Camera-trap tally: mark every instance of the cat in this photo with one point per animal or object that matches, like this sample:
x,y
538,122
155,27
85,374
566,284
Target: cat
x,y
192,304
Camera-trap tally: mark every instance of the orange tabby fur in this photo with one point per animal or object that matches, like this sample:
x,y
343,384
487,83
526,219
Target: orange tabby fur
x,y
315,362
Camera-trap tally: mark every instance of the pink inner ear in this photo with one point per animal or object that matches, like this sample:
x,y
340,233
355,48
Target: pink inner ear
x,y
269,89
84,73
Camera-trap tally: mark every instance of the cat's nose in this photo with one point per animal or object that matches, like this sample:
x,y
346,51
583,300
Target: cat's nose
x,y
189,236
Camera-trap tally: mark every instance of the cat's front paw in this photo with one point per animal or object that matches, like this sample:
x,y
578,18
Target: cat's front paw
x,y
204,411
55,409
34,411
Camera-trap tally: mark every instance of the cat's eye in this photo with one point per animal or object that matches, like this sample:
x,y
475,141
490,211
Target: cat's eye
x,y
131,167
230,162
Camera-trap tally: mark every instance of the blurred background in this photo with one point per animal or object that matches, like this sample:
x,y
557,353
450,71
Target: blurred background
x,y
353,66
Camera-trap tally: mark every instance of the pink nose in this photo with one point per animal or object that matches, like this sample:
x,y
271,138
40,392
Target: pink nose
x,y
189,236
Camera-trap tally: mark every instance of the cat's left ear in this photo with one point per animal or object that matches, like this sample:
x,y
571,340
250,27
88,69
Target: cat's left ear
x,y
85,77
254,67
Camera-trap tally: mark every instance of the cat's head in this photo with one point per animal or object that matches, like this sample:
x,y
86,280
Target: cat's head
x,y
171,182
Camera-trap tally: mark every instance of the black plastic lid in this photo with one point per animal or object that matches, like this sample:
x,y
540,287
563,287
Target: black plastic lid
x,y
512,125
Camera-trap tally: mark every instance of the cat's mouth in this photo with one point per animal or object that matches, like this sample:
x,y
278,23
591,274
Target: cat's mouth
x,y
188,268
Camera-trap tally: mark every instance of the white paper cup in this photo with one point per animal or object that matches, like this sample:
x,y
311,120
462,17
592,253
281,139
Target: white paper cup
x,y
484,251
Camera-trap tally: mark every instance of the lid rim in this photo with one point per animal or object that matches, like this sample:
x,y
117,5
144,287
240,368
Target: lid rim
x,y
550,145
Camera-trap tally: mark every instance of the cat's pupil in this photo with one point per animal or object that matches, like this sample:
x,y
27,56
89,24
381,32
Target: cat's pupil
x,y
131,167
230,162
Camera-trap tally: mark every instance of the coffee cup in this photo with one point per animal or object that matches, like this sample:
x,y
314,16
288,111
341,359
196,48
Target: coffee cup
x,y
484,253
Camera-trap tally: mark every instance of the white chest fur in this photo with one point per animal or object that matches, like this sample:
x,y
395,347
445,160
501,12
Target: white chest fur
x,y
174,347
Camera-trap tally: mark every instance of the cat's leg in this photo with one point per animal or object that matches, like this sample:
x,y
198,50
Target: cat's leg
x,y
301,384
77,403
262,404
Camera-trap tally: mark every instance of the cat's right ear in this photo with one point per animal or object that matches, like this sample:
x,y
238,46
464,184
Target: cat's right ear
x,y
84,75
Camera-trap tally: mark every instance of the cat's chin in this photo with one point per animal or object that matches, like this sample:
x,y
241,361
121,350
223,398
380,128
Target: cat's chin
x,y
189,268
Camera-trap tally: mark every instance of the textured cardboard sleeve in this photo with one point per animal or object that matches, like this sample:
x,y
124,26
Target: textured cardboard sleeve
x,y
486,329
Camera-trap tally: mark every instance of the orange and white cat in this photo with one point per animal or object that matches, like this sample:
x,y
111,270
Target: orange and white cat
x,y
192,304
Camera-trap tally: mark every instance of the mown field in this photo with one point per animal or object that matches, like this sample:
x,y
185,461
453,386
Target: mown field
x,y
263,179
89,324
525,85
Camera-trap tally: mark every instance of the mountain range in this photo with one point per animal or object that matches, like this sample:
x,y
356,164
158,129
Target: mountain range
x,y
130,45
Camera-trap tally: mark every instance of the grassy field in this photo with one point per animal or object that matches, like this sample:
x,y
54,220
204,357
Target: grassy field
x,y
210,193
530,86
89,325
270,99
——————
ACTIVITY:
When you reply, retype each line exactly as it appears above.

EXERCISE RESPONSE:
Camera-trap tally: mark every instance of the cat in this photo with one point per animal or object that matches, like this sample:
x,y
538,122
155,27
85,374
566,284
Target: cat
x,y
192,304
Camera-trap tally: mark every instance of the orange tabby fur in this photo with one point per animal or object that matches, like this sample:
x,y
343,384
487,83
526,219
Target: orange tabby fur
x,y
315,362
Camera-trap tally: mark every instance of the pink inner ear in this photo with one point per animal or object that matches, like this sample:
x,y
340,233
355,48
Target: pink inner ear
x,y
269,89
84,73
Camera-trap tally: mark every instance of the cat's nose in this photo with one point per animal or object that matches, like this sample:
x,y
346,51
583,300
Target: cat's nose
x,y
189,236
Camera-trap tally: mark every instance of the cat's front paw in this photo with one point per animal or object that matches, like this sample:
x,y
578,18
Target: cat's front paw
x,y
204,411
55,409
34,411
Camera-trap tally: mark every instance of the cat's eye in this photo with one point per animal or object that matches, like this sample:
x,y
475,141
490,211
Target: cat's eye
x,y
131,167
230,162
Camera-trap tally: mark every instance of the blurred background in this photo with one point per animal or object that matches, like this sample:
x,y
557,353
450,71
Target: blurred background
x,y
353,66
Camera-trap tally: mark every instance of the pink nose in this photo with one point per animal or object that matches, like this sample:
x,y
271,138
40,392
Target: pink nose
x,y
189,236
Camera-trap tally: mark every instance of the cat's left ear in this photo with one point per animal or object that matches, like this sample:
x,y
571,340
250,27
88,69
Target: cat's left ear
x,y
85,77
254,67
Camera-trap tally: mark every instance of the cat's head in this photo with one point per animal or object that matches, like this sample:
x,y
86,280
Target: cat's head
x,y
171,182
Camera-trap tally: mark every instance of the black plastic lid in this photo with one point per animal or object that matches, like this sample:
x,y
540,287
563,287
Target: black plastic lid
x,y
512,125
Camera-trap tally: mark every instance of the cat's mouth in this photo with one point per animal or object that matches, like this sample:
x,y
278,23
591,274
Target: cat's mouth
x,y
188,268
Camera-trap tally: mark every instance of the white paper cup in this photo with one point per animal or object that matches, like this sample:
x,y
311,120
462,17
592,253
281,139
Target: white paper cup
x,y
484,251
Camera-trap tally: mark every instance of the lid rim in this photo with one point per animal or object that matches, like this sample:
x,y
117,5
144,287
240,368
Target: lid rim
x,y
550,145
Camera-trap tally: mark every instance of the cat's pupil in this photo with one point per animal or object that matches, like this sample:
x,y
27,56
89,24
381,32
Target: cat's pupil
x,y
131,167
230,162
Camera-trap tally: mark every instance of the coffee cup in this photo with one point per animal or object that matches, like this sample:
x,y
314,16
288,111
341,359
196,48
Target: coffee cup
x,y
484,253
Camera-trap tally: mark every instance of the white chest fur in this photo with one point per animal or object that matches, like this sample:
x,y
395,347
445,160
501,12
Target: white chest fur
x,y
174,347
Camera-trap tally: mark every instance of the cat's leg in this photo with one point per animal or object that matches, like this sample:
x,y
198,50
Target: cat's leg
x,y
301,384
77,403
262,404
Camera-trap tally: mark every instance of the cat's right ear in this photo with one point per animal or object that matches, like this sample:
x,y
238,46
464,184
Target: cat's right ear
x,y
84,75
Camera-trap tally: mark every instance of the cat's chin in this photo with one point per animal or object that matches, like this sample:
x,y
241,361
121,350
223,398
380,128
Target: cat's chin
x,y
189,268
Camera-trap tally: mark every instance of the textured cardboard sleeve in this photo with one point per animal or object that matches, like this sample:
x,y
124,26
Target: textured cardboard sleeve
x,y
486,329
Camera-trap tally: mark every instance of the orange and white cat in this photo with one point per animal or object that matches, like this sample:
x,y
111,270
Target: orange and white cat
x,y
192,304
Camera-trap tally: mark every instance of the mown field in this photo with one point per animal or object that matches, like this sample:
x,y
185,461
453,386
Target: mown field
x,y
263,179
89,324
525,85
Camera-trap tally: mark every instance of the mountain range in this photo with one point per animal or object that matches, like this sample:
x,y
356,164
158,129
Target: mountain range
x,y
130,45
Camera-trap tally: mark every instance of the grassy field in this photo with one point per animal or object that matches, like this sample:
x,y
54,220
204,357
Target: grassy field
x,y
210,193
530,86
89,325
270,99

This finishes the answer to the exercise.